[Passage given]:

——

There are some genres that have truly embraced the AppStore, using the iDevice’s unique touch screen capabilities, and basically feeling right at home on the platform. Puzzlers, Racers and Point n’ Click titles really make it feel like the iDevice was made to perfectly suit them. Strategy games are also definitely falling into this grouping of genres, and slowly, but surely, 4X (eXplore, eXpand, eXploit, eXterminate) titles are finding their way as well, and these are being sucked up by fans of this niche genre like an addicts choice substance. It also helps when these titles are ports of old-school titles, as a lot of iOS gamers are 30-40 year olds who found out they can fit gaming into their lives again by playing on their phones.
Spaceward Ho!, originally an Amiga and Mac title released in 1990 released by Delta Tao Software, has made its way into the AppStore, accompanying Ascendancy as two of the more notable old-school 4X games that have graced the iDevice, and the two man California based development team, Ariton (who also developed the Spaceward Ho! port for the Palm Pilot), has done a fantastic job transferring the game over to the touch screen.
Spaceward Ho! is not your typical depthy 4X Strategy game. Actually, on the surface, it’s very basic when compared to titles like Master of Orion or Starbase Orion, but underneath the surface, it does have quite a bit of depth. It’s probably better placed next to titles like 9 Colonies and Vincere Totus Astrum, offering up gameplay that can last an hour, or even play through as quick as 10 minutes.

——

Named object pointing entries:
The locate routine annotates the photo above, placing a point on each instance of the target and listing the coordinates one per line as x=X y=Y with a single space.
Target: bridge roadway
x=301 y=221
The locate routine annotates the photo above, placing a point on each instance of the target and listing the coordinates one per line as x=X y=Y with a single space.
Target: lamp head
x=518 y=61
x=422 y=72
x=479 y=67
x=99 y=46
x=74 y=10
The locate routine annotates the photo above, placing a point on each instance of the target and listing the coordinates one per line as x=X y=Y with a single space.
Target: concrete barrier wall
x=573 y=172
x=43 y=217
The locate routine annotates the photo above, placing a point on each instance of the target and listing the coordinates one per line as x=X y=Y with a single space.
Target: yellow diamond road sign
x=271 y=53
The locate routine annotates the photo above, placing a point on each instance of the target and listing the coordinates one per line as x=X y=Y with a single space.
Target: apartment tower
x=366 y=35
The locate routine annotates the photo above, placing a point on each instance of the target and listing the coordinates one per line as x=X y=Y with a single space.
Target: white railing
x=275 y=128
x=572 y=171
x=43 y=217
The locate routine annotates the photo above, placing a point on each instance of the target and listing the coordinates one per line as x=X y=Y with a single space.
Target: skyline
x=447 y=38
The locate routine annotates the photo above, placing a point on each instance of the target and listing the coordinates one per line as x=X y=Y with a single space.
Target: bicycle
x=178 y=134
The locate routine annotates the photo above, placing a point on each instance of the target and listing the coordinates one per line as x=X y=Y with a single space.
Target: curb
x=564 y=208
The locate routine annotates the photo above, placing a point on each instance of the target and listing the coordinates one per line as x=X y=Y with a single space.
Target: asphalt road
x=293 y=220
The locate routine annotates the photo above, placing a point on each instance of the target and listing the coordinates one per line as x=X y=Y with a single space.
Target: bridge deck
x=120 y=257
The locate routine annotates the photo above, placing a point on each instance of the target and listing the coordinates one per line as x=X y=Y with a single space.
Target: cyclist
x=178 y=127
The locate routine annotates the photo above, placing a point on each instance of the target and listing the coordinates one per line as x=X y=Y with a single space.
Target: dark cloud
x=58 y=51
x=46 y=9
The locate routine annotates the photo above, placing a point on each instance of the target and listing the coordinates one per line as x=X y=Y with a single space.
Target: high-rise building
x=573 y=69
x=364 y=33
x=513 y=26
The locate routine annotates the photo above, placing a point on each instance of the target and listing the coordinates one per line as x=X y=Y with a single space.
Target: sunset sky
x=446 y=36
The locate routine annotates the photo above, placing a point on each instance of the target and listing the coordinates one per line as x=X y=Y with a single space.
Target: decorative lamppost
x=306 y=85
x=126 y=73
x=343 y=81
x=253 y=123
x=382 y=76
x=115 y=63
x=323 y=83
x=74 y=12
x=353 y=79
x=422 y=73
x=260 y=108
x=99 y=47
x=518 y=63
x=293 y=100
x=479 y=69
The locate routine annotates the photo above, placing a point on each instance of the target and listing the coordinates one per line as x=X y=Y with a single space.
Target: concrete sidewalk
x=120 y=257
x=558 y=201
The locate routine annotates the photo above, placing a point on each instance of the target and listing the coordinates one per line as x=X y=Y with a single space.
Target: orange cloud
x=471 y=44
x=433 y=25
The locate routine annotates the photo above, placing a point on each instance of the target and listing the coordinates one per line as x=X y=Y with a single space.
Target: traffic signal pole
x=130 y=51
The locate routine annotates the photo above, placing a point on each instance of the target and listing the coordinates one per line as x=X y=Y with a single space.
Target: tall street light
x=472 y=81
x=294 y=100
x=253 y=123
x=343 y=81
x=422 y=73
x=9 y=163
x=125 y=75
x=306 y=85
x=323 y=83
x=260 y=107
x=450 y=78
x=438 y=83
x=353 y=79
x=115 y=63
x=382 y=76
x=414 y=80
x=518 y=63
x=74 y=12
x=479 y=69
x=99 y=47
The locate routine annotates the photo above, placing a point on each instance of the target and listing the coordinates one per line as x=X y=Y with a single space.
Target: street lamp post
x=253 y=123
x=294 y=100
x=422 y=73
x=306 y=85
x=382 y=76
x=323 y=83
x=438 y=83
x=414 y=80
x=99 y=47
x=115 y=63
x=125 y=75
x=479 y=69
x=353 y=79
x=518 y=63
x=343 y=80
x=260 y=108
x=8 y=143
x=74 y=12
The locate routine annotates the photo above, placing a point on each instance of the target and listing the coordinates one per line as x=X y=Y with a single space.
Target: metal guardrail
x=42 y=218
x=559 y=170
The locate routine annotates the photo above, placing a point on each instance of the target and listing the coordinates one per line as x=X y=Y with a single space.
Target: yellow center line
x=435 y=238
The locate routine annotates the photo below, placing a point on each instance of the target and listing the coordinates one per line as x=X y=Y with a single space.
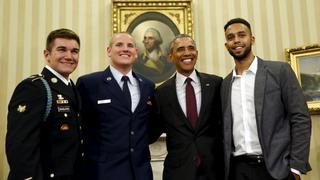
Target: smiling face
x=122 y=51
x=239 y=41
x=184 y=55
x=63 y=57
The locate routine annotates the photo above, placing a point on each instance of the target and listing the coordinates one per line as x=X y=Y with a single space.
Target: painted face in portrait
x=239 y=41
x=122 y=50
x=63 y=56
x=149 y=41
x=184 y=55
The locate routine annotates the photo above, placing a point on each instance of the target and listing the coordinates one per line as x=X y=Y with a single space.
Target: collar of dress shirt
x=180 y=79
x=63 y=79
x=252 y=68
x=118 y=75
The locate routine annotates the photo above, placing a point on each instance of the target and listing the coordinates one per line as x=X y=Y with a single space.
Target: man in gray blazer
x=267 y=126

——

[Directive 1]: Can you sum up the Spaceward Ho! passage in two sentences?
[Directive 2]: Would you retype the Spaceward Ho! passage from "There are some" to "on their phones.", copying it word for word?
Use only the Spaceward Ho! passage, not the entries.

[Solution 1]: Strategy games, including 4X titles, are among the genres that suit the iDevice's touch screen, and ports of old-school titles appeal to the many iOS gamers aged 30 to 40. Spaceward Ho!, a 1990 Amiga and Mac title, has been ported to the AppStore by the two-person team Ariton, and although it seems basic on the surface, it has considerable depth and games lasting from 10 minutes to an hour.

[Solution 2]:
There are some genres that have truly embraced the AppStore, using the iDevice’s unique touch screen capabilities, and basically feeling right at home on the platform. Puzzlers, Racers and Point n’ Click titles really make it feel like the iDevice was made to perfectly suit them. Strategy games are also definitely falling into this grouping of genres, and slowly, but surely, 4X (eXplore, eXpand, eXploit, eXterminate) titles are finding their way as well, and these are being sucked up by fans of this niche genre like an addicts choice substance. It also helps when these titles are ports of old-school titles, as a lot of iOS gamers are 30-40 year olds who found out they can fit gaming into their lives again by playing on their phones.